YOUR OBJECTIVE :: Please rewrite the part of the entries below that runs from the line containing "of the power" through the end of the entries, keeping each request and offsetting every coordinate in the answers by -50.

══ PROVIDED MATERIAL ══

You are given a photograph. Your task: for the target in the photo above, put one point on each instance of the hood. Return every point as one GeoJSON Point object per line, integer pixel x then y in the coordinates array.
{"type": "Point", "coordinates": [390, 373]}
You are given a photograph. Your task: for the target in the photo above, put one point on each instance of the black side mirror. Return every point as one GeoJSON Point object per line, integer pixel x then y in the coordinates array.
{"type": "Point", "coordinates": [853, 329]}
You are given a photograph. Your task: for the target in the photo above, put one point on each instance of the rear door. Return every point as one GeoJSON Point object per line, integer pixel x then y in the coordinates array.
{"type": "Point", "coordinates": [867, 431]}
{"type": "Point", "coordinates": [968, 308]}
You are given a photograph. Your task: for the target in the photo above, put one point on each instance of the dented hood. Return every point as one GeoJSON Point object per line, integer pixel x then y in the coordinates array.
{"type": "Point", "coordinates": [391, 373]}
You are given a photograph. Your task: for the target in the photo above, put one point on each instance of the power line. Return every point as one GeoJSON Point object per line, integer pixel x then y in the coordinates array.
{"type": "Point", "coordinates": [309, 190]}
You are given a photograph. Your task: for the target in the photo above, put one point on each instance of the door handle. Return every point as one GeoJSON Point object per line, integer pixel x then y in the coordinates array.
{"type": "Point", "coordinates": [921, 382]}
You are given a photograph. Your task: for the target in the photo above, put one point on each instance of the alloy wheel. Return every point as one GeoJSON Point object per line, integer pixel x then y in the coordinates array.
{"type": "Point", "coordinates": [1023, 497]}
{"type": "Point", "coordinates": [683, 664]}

═══

TASK SOLUTION ::
You are given a photograph. Your task: for the target in the photo above, put one point on each instance of the power line. Return every point as one GeoJSON Point object per line, integer pixel x then y in the coordinates array.
{"type": "Point", "coordinates": [259, 140]}
You are given a photograph. Your task: for the target in the photo above, put one point on each instance of the door handle. Return every point as one GeoJSON Point object per line, integer pixel x then y in the coordinates array.
{"type": "Point", "coordinates": [871, 332]}
You are given a photograph. Your task: for the target in the photo above, put one point on each instance of the alloy wheel. Return every point as one GeoJSON Point object per line, integer pixel x then y in the coordinates array.
{"type": "Point", "coordinates": [973, 447]}
{"type": "Point", "coordinates": [633, 614]}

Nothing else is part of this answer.